What you should do:
Would you retype the records below exactly as they appear?

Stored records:
● ● ● ● ● ● ●
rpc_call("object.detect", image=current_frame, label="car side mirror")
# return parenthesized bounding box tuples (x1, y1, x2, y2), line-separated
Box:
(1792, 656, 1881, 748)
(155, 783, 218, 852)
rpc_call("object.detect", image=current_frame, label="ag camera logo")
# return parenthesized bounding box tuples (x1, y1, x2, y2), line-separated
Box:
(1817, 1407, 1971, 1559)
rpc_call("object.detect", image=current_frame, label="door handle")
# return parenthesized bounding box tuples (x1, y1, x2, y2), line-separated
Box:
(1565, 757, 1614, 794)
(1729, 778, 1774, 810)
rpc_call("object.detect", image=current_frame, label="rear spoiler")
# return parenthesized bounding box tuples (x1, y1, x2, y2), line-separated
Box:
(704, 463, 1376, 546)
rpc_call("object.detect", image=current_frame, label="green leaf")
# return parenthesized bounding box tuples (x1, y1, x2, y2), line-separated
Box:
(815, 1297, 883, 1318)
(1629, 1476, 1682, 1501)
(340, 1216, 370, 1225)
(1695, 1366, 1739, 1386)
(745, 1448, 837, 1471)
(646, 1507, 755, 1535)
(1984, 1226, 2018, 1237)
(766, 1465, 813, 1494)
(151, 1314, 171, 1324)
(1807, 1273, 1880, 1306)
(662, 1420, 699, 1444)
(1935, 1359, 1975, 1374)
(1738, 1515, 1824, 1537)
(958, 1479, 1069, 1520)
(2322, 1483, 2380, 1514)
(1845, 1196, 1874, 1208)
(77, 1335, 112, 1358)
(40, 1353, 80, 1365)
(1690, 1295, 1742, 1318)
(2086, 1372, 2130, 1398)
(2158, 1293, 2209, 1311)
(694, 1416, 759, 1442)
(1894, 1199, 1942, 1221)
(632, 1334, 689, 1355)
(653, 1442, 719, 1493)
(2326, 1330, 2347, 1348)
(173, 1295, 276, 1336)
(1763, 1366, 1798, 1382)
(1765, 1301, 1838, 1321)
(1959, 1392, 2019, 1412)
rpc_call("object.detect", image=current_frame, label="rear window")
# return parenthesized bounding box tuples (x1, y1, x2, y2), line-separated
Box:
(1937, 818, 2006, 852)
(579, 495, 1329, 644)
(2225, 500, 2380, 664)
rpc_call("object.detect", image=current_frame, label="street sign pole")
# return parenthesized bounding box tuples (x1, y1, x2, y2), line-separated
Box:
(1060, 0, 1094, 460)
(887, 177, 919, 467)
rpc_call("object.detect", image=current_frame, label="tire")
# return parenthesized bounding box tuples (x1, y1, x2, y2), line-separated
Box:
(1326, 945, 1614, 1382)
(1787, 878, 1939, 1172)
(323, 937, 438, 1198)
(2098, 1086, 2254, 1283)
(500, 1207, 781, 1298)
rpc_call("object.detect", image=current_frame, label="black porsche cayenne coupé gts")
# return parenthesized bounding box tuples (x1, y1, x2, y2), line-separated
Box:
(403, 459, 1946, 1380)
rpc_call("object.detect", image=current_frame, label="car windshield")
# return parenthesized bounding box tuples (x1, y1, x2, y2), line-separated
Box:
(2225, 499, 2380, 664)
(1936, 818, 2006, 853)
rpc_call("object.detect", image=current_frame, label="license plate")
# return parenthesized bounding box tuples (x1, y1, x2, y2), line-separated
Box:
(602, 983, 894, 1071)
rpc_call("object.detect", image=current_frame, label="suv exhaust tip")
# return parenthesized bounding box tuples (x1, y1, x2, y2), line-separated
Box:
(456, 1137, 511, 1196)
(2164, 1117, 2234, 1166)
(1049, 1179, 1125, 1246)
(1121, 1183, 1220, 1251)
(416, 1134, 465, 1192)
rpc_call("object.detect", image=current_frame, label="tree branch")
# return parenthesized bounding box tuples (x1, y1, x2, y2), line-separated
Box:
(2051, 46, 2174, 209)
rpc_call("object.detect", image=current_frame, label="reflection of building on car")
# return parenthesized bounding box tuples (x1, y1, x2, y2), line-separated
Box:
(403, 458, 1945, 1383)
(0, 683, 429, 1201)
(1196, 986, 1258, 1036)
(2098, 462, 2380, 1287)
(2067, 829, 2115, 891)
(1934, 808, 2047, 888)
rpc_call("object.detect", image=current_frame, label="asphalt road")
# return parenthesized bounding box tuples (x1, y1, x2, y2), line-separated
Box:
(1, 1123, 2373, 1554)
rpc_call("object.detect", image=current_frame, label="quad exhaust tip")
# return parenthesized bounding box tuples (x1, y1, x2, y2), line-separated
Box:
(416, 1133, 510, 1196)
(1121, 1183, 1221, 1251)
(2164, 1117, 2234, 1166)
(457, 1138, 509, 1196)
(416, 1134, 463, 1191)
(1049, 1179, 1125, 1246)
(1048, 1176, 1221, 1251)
● ● ● ● ● ● ●
Response box:
rpc_call("object.detect", image=current_frame, label="car side mirror")
# return parenthesized bounding box tuples (x1, y1, x2, y2), line-separated
Box:
(1792, 656, 1881, 748)
(155, 783, 218, 852)
rpc_call("object.detect", image=current_frame, label="ag camera logo")
# return parenthesized bounding box tuples (x1, y1, x2, y2), line-separated
Box:
(1817, 1407, 1971, 1559)
rpc_call("object.detect", image=current_frame, label="door handle")
# return parenthesized bounding box tuples (x1, y1, x2, y2), line-separated
Box:
(1565, 757, 1614, 794)
(1729, 778, 1774, 810)
rpc_call("object.detect", image=current_frame, label="rear spoiler")
# return parenthesized bounding box tuples (x1, y1, x2, y2), line-separated
Box:
(704, 463, 1376, 546)
rpc_call("object.detect", image=current_frame, label="green leaf")
# return parenthesized bounding box tuples (x1, y1, x2, y2), line-separated
Box:
(815, 1297, 883, 1318)
(1629, 1476, 1682, 1501)
(340, 1216, 370, 1225)
(1695, 1366, 1739, 1386)
(745, 1448, 837, 1471)
(646, 1507, 755, 1535)
(1984, 1226, 2018, 1237)
(766, 1465, 813, 1494)
(151, 1314, 171, 1324)
(1807, 1273, 1880, 1306)
(662, 1420, 699, 1444)
(1935, 1359, 1975, 1374)
(1738, 1515, 1824, 1537)
(958, 1479, 1069, 1520)
(2322, 1483, 2380, 1514)
(1845, 1196, 1874, 1208)
(77, 1335, 112, 1358)
(40, 1353, 80, 1365)
(1690, 1295, 1742, 1318)
(2086, 1372, 2130, 1398)
(2158, 1293, 2209, 1311)
(694, 1416, 759, 1442)
(1894, 1199, 1942, 1221)
(632, 1334, 689, 1355)
(653, 1442, 719, 1493)
(2326, 1330, 2347, 1348)
(173, 1295, 276, 1336)
(1763, 1366, 1798, 1382)
(1765, 1301, 1838, 1321)
(1959, 1392, 2019, 1412)
rpc_call("object.detect", image=current_frame, label="rear window")
# return parenthesized bounding box tuples (x1, y1, x2, y2), line-separated
Box:
(1937, 818, 2006, 852)
(579, 495, 1329, 644)
(2225, 500, 2380, 664)
rpc_call("object.detect", image=current_frame, label="street sign pole")
# return parenthesized bounding box tuples (x1, y1, x2, y2), line-separated
Box:
(1060, 0, 1094, 460)
(887, 177, 919, 467)
rpc_call("object.detect", image=current_frame, label="tire")
# return parenthesized bounding box tuples (x1, y1, x2, y2), line-separated
Box:
(1326, 945, 1614, 1382)
(1787, 878, 1939, 1172)
(323, 937, 438, 1198)
(2098, 1086, 2254, 1283)
(500, 1207, 781, 1298)
rpc_call("object.detect", image=current_frame, label="black porsche cayenne coupé gts")
# return parenthesized bounding box tuples (x1, y1, x2, y2), line-separated
Box:
(403, 459, 1946, 1380)
rpc_call("object.detect", image=current_frame, label="car windshield")
# return parenthesized bounding box tuples (x1, y1, x2, y2), line-separated
Box:
(2225, 499, 2380, 664)
(1936, 818, 2006, 853)
rpc_call("object.detect", image=current_frame, label="license plate")
# return parenthesized bounding box tuples (x1, y1, x2, y2), line-separated
Box:
(602, 983, 894, 1071)
rpc_call("object.detect", image=current_frame, label="suv exhaust tip")
# return parenthesized bounding box tuples (x1, y1, x2, y2), line-separated
Box:
(456, 1137, 511, 1196)
(2164, 1117, 2234, 1166)
(1049, 1179, 1125, 1246)
(1121, 1183, 1220, 1251)
(416, 1134, 465, 1192)
rpc_call("object.detect", image=current_frame, label="tree branch")
# return parenthesized bounding box tuples (x1, y1, x2, y2), line-separated
Box:
(2051, 46, 2174, 209)
rpc_call("object.detect", image=current_frame, label="reflection of building on car")
# return parenthesized bounding box tuples (x1, y1, x2, y2), line-separated
Box:
(403, 458, 1945, 1383)
(0, 683, 429, 1201)
(1196, 986, 1258, 1036)
(2098, 462, 2380, 1287)
(2067, 829, 2115, 891)
(1934, 808, 2047, 888)
rpc_call("object.detect", image=current_frame, label="asphalt road")
# return parenthesized bounding box tuples (x1, y1, x2, y2), line-separated
Box:
(1, 1123, 2373, 1554)
rpc_call("object.detect", image=current_frame, label="quad exhaust tip")
# return parenthesized bounding box tuples (x1, y1, x2, y2), line-separated
Box:
(416, 1133, 510, 1196)
(1121, 1183, 1221, 1251)
(2164, 1117, 2234, 1166)
(457, 1138, 509, 1196)
(416, 1134, 463, 1191)
(1049, 1179, 1125, 1246)
(1048, 1176, 1221, 1251)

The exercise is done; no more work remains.